START PAGE TEXT

Swedish studio Front, which has created a bent-wood rocking horse for Gebrüder Thonet Vienna, believes that homeowners are becoming more aware of the appearance of their children's toys, as open-plan living puts the items on display.
"Today the activities in the home don't have the same divisions between the room as before," Front co-founder Anna Lindgren told Dezeen. "Children's toys are part of the home just as much."
She also thinks that today's customers are willing to invest in higher-quality items for their kids.
"Today children tend to have so many toys many of which are in poor materials and quality," said Lindgren. "We think people are looking for toys that are more durable. It is fun to be able to buy something that lasts and be able to keep in the family for generations."
Scott de Martinville said that creating products for such a specific audience has a few challenges, and listed designing to the right proportions and receiving constructive feedback about comfort among the difficulties.
Another problem, he said, is getting kids excited about using and playing with objects other than digital devices.
"The main issue today is probably how physical toys can compete with smartphones," said Scott de Martinville.
To spark attention from the younger generation, Kartell's range features customisable options so children can chose to decorate the plastic pieces with their favourite photographs or drawings.
"Children can also be very severe judges," added Luti. "So you need to properly think what could attract them (and their friends, their fathers, mothers or relatives too)."

END PAGE TEXT
START SUPPLIED DATA

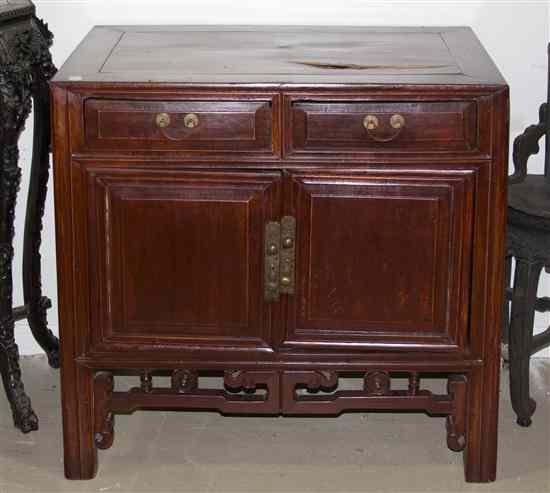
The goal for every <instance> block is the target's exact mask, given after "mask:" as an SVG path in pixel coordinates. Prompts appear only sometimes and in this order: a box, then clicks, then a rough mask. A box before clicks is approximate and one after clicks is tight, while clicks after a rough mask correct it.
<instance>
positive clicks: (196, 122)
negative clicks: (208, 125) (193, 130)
mask: <svg viewBox="0 0 550 493" xmlns="http://www.w3.org/2000/svg"><path fill="white" fill-rule="evenodd" d="M199 123H200V122H199V117H198V116H197V115H195V113H188V114H187V115H185V116H184V117H183V125H184V126H185V128H195V127H198V126H199Z"/></svg>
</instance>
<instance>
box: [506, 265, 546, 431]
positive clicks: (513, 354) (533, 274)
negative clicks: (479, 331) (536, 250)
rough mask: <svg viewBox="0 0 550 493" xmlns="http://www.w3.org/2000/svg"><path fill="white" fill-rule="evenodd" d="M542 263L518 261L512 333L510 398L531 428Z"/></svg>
mask: <svg viewBox="0 0 550 493" xmlns="http://www.w3.org/2000/svg"><path fill="white" fill-rule="evenodd" d="M542 267H543V264H541V263H537V262H529V261H527V260H525V259H521V258H516V270H515V278H514V290H513V295H512V314H511V322H510V334H509V337H510V339H509V341H510V343H509V354H510V395H511V399H512V407H513V408H514V411H515V413H516V414H517V422H518V424H519V425H520V426H529V425H530V424H531V416H532V415H533V413H534V412H535V408H536V403H535V401H534V400H533V399H531V398H530V396H529V360H530V357H531V344H532V340H533V324H534V318H535V302H536V300H537V287H538V282H539V277H540V273H541V270H542Z"/></svg>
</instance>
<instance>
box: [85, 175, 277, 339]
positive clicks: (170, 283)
mask: <svg viewBox="0 0 550 493" xmlns="http://www.w3.org/2000/svg"><path fill="white" fill-rule="evenodd" d="M279 184H280V174H278V173H229V172H228V173H224V172H222V173H219V172H215V173H214V172H187V171H171V172H169V173H168V172H153V171H150V170H149V171H147V170H131V169H126V170H121V169H118V170H115V169H111V170H94V169H93V168H88V169H87V187H88V193H89V197H90V202H91V207H90V210H89V214H90V218H89V224H91V225H96V230H95V231H91V232H90V233H91V234H90V235H89V237H90V250H91V251H93V252H96V253H94V254H93V255H91V264H92V265H90V271H91V272H98V273H101V275H100V276H99V282H98V283H97V285H96V286H95V289H93V290H92V292H93V293H94V296H95V298H96V299H95V300H94V301H93V303H97V306H99V308H100V309H99V310H96V311H93V313H96V312H97V313H99V314H100V315H99V318H97V319H96V320H93V321H92V334H93V339H94V344H93V345H94V346H95V347H96V349H99V348H100V347H101V346H102V345H104V344H107V343H109V348H110V349H112V348H113V347H117V345H116V343H118V344H119V346H118V347H120V348H123V347H124V345H127V344H133V343H137V342H138V341H139V344H140V346H141V347H143V346H144V345H145V346H147V345H148V344H151V345H152V346H155V347H157V346H159V345H161V346H162V345H167V346H168V347H170V345H171V344H181V343H185V344H189V345H198V346H206V347H209V346H213V345H221V346H228V345H229V346H231V347H239V346H246V347H270V346H271V316H270V315H271V314H270V307H269V305H267V304H266V303H265V302H264V300H263V265H262V255H263V248H262V234H263V227H264V224H265V222H266V221H267V220H269V219H271V218H272V217H274V214H275V213H276V212H277V211H276V210H275V209H276V208H277V206H278V204H279V202H280V198H279V193H280V192H279V189H280V186H279Z"/></svg>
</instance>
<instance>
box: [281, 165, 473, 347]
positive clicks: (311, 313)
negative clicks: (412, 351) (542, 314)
mask: <svg viewBox="0 0 550 493" xmlns="http://www.w3.org/2000/svg"><path fill="white" fill-rule="evenodd" d="M291 182H292V183H291V185H290V188H289V190H290V191H289V193H291V194H292V197H293V199H294V203H293V207H294V210H295V213H296V215H297V221H298V224H299V227H298V235H297V261H296V265H297V269H296V272H297V286H296V295H295V296H294V297H290V298H289V308H290V309H289V314H288V320H287V332H286V341H284V344H283V345H286V346H289V345H290V346H312V345H314V346H318V347H323V346H339V347H342V346H349V347H351V346H358V347H373V348H375V347H377V346H385V347H388V345H391V346H392V347H394V348H396V349H397V348H400V347H401V348H405V347H408V348H410V347H412V346H416V345H417V344H422V346H424V347H427V348H429V347H435V348H439V349H446V350H453V349H454V350H457V349H459V348H462V347H463V346H464V341H465V338H466V336H467V328H468V324H467V314H468V303H469V300H468V298H469V294H468V276H469V275H470V274H469V269H470V267H469V266H470V263H469V257H470V251H471V246H472V245H471V235H472V220H473V219H472V218H473V200H472V197H473V196H472V175H470V174H463V175H462V176H448V177H435V176H433V177H420V176H412V175H411V176H407V175H406V174H401V175H399V176H393V177H391V178H389V177H387V176H386V177H384V176H382V175H380V176H376V175H374V174H372V175H371V174H365V173H363V174H361V175H355V176H354V175H351V176H346V177H344V176H341V175H326V176H312V175H295V176H293V177H292V178H291Z"/></svg>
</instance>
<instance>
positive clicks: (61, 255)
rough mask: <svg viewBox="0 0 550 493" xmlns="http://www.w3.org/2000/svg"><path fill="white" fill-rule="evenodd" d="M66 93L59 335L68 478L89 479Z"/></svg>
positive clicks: (53, 119)
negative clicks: (87, 478) (78, 329)
mask: <svg viewBox="0 0 550 493" xmlns="http://www.w3.org/2000/svg"><path fill="white" fill-rule="evenodd" d="M67 97H68V94H67V92H66V91H65V90H64V89H61V88H59V87H55V86H53V87H52V108H53V113H52V129H53V139H52V142H53V151H54V152H53V163H54V193H55V213H56V242H57V276H58V282H57V284H58V303H59V331H60V341H61V386H62V410H63V440H64V455H65V475H66V476H67V478H70V479H84V478H91V477H93V476H94V475H95V472H96V468H97V451H96V449H95V447H94V444H93V434H92V410H91V406H90V403H91V399H92V396H91V372H89V371H88V370H87V369H84V368H79V367H78V365H77V364H76V363H75V357H76V356H77V355H78V354H79V341H78V331H77V327H76V324H75V315H76V314H75V308H74V307H75V305H76V296H75V291H74V277H73V275H74V262H75V258H74V248H73V224H72V203H71V177H70V166H69V164H70V146H69V124H68V107H67Z"/></svg>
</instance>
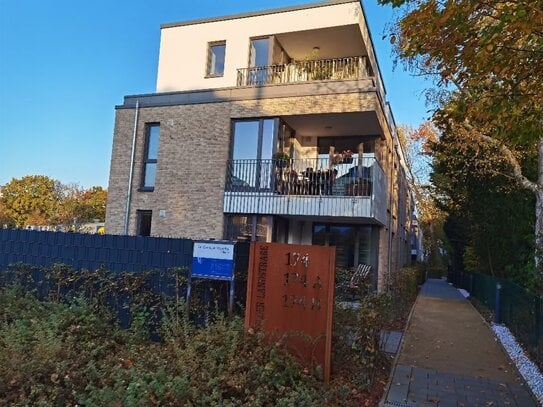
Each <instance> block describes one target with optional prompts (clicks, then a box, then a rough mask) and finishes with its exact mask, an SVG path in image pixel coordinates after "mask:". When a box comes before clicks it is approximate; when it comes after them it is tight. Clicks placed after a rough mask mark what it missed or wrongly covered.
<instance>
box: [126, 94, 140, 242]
mask: <svg viewBox="0 0 543 407" xmlns="http://www.w3.org/2000/svg"><path fill="white" fill-rule="evenodd" d="M139 107H140V100H139V99H136V114H135V115H134V133H133V134H132V154H131V157H130V173H129V175H128V188H127V192H126V211H125V214H124V234H125V235H128V217H129V215H130V198H131V196H132V175H133V173H134V158H135V155H136V133H137V130H138V115H139Z"/></svg>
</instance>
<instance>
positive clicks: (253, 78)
mask: <svg viewBox="0 0 543 407" xmlns="http://www.w3.org/2000/svg"><path fill="white" fill-rule="evenodd" d="M268 65H270V38H268V37H266V38H254V39H252V40H251V48H250V50H249V68H250V69H249V78H248V80H249V85H263V84H265V83H267V76H268V68H267V66H268Z"/></svg>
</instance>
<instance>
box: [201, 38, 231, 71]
mask: <svg viewBox="0 0 543 407" xmlns="http://www.w3.org/2000/svg"><path fill="white" fill-rule="evenodd" d="M219 45H222V46H224V55H223V59H224V62H223V68H222V72H221V73H212V72H211V61H212V55H213V53H212V51H211V50H212V48H213V47H216V46H219ZM225 68H226V40H221V41H210V42H208V43H207V57H206V72H205V78H222V77H223V76H224V70H225Z"/></svg>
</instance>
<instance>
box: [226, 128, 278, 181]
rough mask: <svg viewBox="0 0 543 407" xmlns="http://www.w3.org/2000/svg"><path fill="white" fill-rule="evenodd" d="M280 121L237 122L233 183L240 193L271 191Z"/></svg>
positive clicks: (233, 141)
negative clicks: (277, 122)
mask: <svg viewBox="0 0 543 407" xmlns="http://www.w3.org/2000/svg"><path fill="white" fill-rule="evenodd" d="M277 120H278V119H256V120H236V121H234V123H233V126H232V130H233V136H232V166H231V180H230V182H231V185H233V186H235V187H236V189H237V190H271V188H272V181H273V171H272V170H273V168H272V161H271V159H272V155H273V152H274V151H275V148H276V145H277V128H278V126H277Z"/></svg>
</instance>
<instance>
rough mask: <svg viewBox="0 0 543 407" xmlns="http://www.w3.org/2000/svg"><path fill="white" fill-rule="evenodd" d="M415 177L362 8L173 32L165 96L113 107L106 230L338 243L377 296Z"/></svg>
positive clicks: (163, 31) (277, 10) (205, 26)
mask: <svg viewBox="0 0 543 407" xmlns="http://www.w3.org/2000/svg"><path fill="white" fill-rule="evenodd" d="M408 175H409V169H408V168H407V165H406V162H405V160H404V157H403V154H402V151H401V149H400V147H399V145H398V139H397V134H396V128H395V123H394V119H393V117H392V114H391V111H390V108H389V105H388V104H387V102H386V93H385V87H384V85H383V81H382V78H381V75H380V72H379V66H378V63H377V60H376V56H375V53H374V49H373V44H372V41H371V36H370V33H369V30H368V27H367V24H366V19H365V15H364V12H363V8H362V5H361V4H360V2H358V1H350V0H332V1H328V2H322V3H313V4H307V5H301V6H295V7H289V8H282V9H274V10H266V11H259V12H253V13H245V14H238V15H229V16H224V17H217V18H210V19H202V20H195V21H186V22H179V23H173V24H164V25H163V26H162V27H161V42H160V56H159V63H158V77H157V86H156V93H153V94H145V95H131V96H126V97H125V98H124V103H123V104H122V105H119V106H116V122H115V133H114V139H113V152H112V158H111V173H110V179H109V193H108V205H107V215H106V231H107V233H111V234H131V235H134V234H139V235H153V236H180V237H190V238H195V239H209V238H213V239H233V240H261V241H277V242H285V243H301V244H317V245H334V246H336V248H337V265H338V266H344V267H351V266H354V265H357V264H360V263H364V264H369V265H371V266H372V270H373V272H374V280H373V281H374V284H375V286H376V287H379V288H381V287H382V286H383V284H384V277H385V276H386V275H387V273H389V272H390V271H391V270H392V269H394V268H396V267H398V266H401V265H403V264H404V263H406V262H408V261H409V260H410V258H411V243H410V242H411V241H412V239H411V238H410V231H411V230H412V225H411V219H412V213H413V211H414V203H413V198H412V194H411V192H410V190H409V184H408V182H407V177H408Z"/></svg>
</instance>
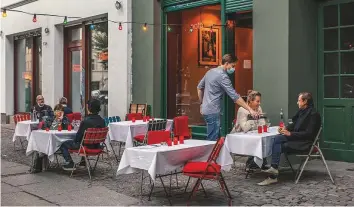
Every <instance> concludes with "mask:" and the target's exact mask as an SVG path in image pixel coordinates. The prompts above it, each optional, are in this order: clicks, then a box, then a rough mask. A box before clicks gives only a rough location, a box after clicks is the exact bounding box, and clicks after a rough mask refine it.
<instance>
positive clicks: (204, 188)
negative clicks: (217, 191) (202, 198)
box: [200, 182, 208, 198]
mask: <svg viewBox="0 0 354 207" xmlns="http://www.w3.org/2000/svg"><path fill="white" fill-rule="evenodd" d="M200 186H202V189H203V192H204V196H205V197H206V198H207V197H208V195H207V193H206V191H205V188H204V186H203V182H200Z"/></svg>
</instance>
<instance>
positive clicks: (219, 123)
mask: <svg viewBox="0 0 354 207" xmlns="http://www.w3.org/2000/svg"><path fill="white" fill-rule="evenodd" d="M204 120H205V122H206V124H207V134H208V136H207V140H209V141H216V140H217V139H218V138H219V134H220V114H208V115H204Z"/></svg>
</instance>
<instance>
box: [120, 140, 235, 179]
mask: <svg viewBox="0 0 354 207" xmlns="http://www.w3.org/2000/svg"><path fill="white" fill-rule="evenodd" d="M214 145H215V141H205V140H185V141H184V144H179V145H174V146H151V145H147V146H141V147H132V148H127V149H125V151H124V153H123V156H122V159H121V161H120V163H119V167H118V170H117V175H119V174H129V173H134V172H136V171H138V170H147V171H148V173H149V174H150V176H151V179H152V180H154V181H155V177H156V175H161V174H167V173H170V172H171V171H174V170H179V169H182V167H183V166H184V165H185V163H186V162H187V161H189V160H193V161H207V159H208V157H209V155H210V153H211V151H212V149H213V147H214ZM217 162H218V164H220V165H221V166H222V169H223V170H226V171H228V170H230V169H231V165H232V163H233V161H232V157H231V155H230V152H229V151H228V150H227V148H225V146H224V147H223V148H222V150H221V152H220V155H219V158H218V160H217Z"/></svg>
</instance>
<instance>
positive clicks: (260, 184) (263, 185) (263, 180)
mask: <svg viewBox="0 0 354 207" xmlns="http://www.w3.org/2000/svg"><path fill="white" fill-rule="evenodd" d="M277 182H278V178H275V179H272V178H267V179H265V180H263V181H262V182H260V183H258V185H260V186H266V185H270V184H273V183H277Z"/></svg>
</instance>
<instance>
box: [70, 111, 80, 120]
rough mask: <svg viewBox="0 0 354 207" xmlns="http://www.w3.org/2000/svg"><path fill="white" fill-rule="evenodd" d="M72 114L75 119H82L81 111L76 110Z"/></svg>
mask: <svg viewBox="0 0 354 207" xmlns="http://www.w3.org/2000/svg"><path fill="white" fill-rule="evenodd" d="M72 114H73V120H79V121H81V113H80V112H74V113H72Z"/></svg>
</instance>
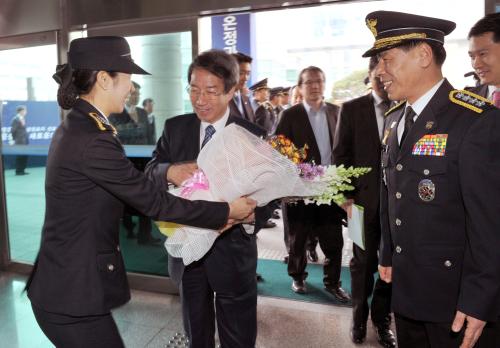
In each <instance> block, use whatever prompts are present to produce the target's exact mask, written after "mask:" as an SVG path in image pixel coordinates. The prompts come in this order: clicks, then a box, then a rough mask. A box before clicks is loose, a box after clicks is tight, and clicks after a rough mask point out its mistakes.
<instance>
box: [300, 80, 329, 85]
mask: <svg viewBox="0 0 500 348" xmlns="http://www.w3.org/2000/svg"><path fill="white" fill-rule="evenodd" d="M324 83H325V80H306V81H304V85H306V86H307V87H311V86H312V85H314V84H318V85H322V84H324Z"/></svg>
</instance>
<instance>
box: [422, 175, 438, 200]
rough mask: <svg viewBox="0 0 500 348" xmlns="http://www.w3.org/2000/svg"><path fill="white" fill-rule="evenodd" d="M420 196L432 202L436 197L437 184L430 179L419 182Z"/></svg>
mask: <svg viewBox="0 0 500 348" xmlns="http://www.w3.org/2000/svg"><path fill="white" fill-rule="evenodd" d="M418 196H419V197H420V199H421V200H423V201H424V202H430V201H432V200H433V199H434V197H436V185H434V183H433V182H432V181H431V180H429V179H423V180H421V181H420V182H419V183H418Z"/></svg>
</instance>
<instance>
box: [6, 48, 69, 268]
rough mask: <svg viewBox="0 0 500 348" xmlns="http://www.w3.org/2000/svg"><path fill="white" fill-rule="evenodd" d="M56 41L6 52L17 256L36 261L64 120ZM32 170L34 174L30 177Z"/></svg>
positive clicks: (10, 237)
mask: <svg viewBox="0 0 500 348" xmlns="http://www.w3.org/2000/svg"><path fill="white" fill-rule="evenodd" d="M56 64H57V51H56V45H44V46H37V47H27V48H19V49H12V50H4V51H0V66H2V71H1V72H0V75H1V81H2V83H1V84H0V99H1V100H2V103H1V108H0V122H1V128H2V147H1V149H2V157H3V164H4V178H5V190H6V202H7V222H8V228H9V242H10V253H11V258H12V259H13V260H15V261H22V262H34V260H35V257H36V255H37V252H38V247H39V244H40V235H41V229H42V223H43V215H44V213H45V198H44V197H45V196H44V182H45V162H46V156H47V151H48V146H49V144H50V141H51V139H52V136H53V133H54V131H55V129H56V128H57V126H58V125H59V122H60V116H59V115H60V112H59V107H58V105H57V101H56V95H57V85H56V83H55V82H54V81H53V80H52V74H53V72H54V67H55V66H56ZM28 174H29V175H28Z"/></svg>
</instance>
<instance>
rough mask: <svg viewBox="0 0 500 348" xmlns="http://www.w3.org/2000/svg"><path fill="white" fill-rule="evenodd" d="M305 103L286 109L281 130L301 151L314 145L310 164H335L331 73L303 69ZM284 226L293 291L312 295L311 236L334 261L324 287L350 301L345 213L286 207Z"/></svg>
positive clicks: (328, 208)
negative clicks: (308, 251) (325, 76)
mask: <svg viewBox="0 0 500 348" xmlns="http://www.w3.org/2000/svg"><path fill="white" fill-rule="evenodd" d="M297 85H298V87H299V89H300V92H301V94H302V95H303V96H304V101H303V102H302V103H300V104H297V105H295V106H293V107H291V108H289V109H287V110H285V111H283V115H282V118H281V120H280V122H279V124H278V127H277V129H276V134H282V135H284V136H286V137H287V138H288V139H290V140H291V141H292V142H293V143H294V144H295V145H296V146H297V147H298V148H302V147H304V145H306V144H307V145H308V146H309V149H308V151H307V157H306V162H310V163H311V162H314V163H316V164H322V165H330V164H332V163H333V154H332V147H333V143H334V138H335V128H336V125H337V118H338V112H339V108H338V106H336V105H333V104H329V103H326V102H325V101H324V100H323V95H324V91H325V74H324V73H323V71H322V70H321V69H320V68H318V67H315V66H310V67H307V68H305V69H303V70H302V71H301V72H300V74H299V78H298V83H297ZM282 211H283V223H284V224H287V225H286V226H287V227H285V228H288V234H289V246H290V253H289V257H288V274H289V275H290V277H292V279H293V281H292V291H294V292H296V293H300V294H304V293H306V292H307V286H306V278H307V275H308V274H307V272H306V271H305V270H306V265H307V257H306V241H307V238H308V236H310V235H314V236H317V237H318V238H319V244H320V247H321V249H322V250H323V253H324V254H325V256H326V258H327V259H328V262H325V263H324V266H323V271H324V278H323V284H324V286H325V290H326V291H328V292H329V293H331V294H332V295H333V296H334V297H335V299H336V300H337V301H340V302H342V303H346V302H348V301H349V299H350V297H349V294H348V293H347V292H345V291H344V289H342V287H341V282H340V270H341V262H342V247H343V245H344V241H343V237H342V218H343V217H344V216H345V212H344V211H343V210H342V209H341V208H340V207H338V206H337V205H335V204H333V205H319V206H317V205H314V204H309V205H306V204H304V202H303V201H299V202H297V203H292V204H286V203H285V204H283V205H282Z"/></svg>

END SUPPLIED DATA

=== TASK GOAL ===
Could you copy out the passage on children's toys word for word, from start to finish? The lines play no part in this.

=== EXERCISE OUTPUT ===
Swedish studio Front, which has created a bent-wood rocking horse for Gebrüder Thonet Vienna, believes that homeowners are becoming more aware of the appearance of their children's toys, as open-plan living puts the items on display.
"Today the activities in the home don't have the same divisions between the room as before," Front co-founder Anna Lindgren told Dezeen. "Children's toys are part of the home just as much."
She also thinks that today's customers are willing to invest in higher-quality items for their kids.
"Today children tend to have so many toys many of which are in poor materials and quality," said Lindgren. "We think people are looking for toys that are more durable. It is fun to be able to buy something that lasts and be able to keep in the family for generations."
Scott de Martinville said that creating products for such a specific audience has a few challenges, and listed designing to the right proportions and receiving constructive feedback about comfort among the difficulties.
Another problem, he said, is getting kids excited about using and playing with objects other than digital devices.
"The main issue today is probably how physical toys can compete with smartphones," said Scott de Martinville.
To spark attention from the younger generation, Kartell's range features customisable options so children can chose to decorate the plastic pieces with their favourite photographs or drawings.
"Children can also be very severe judges," added Luti. "So you need to properly think what could attract them (and their friends, their fathers, mothers or relatives too)."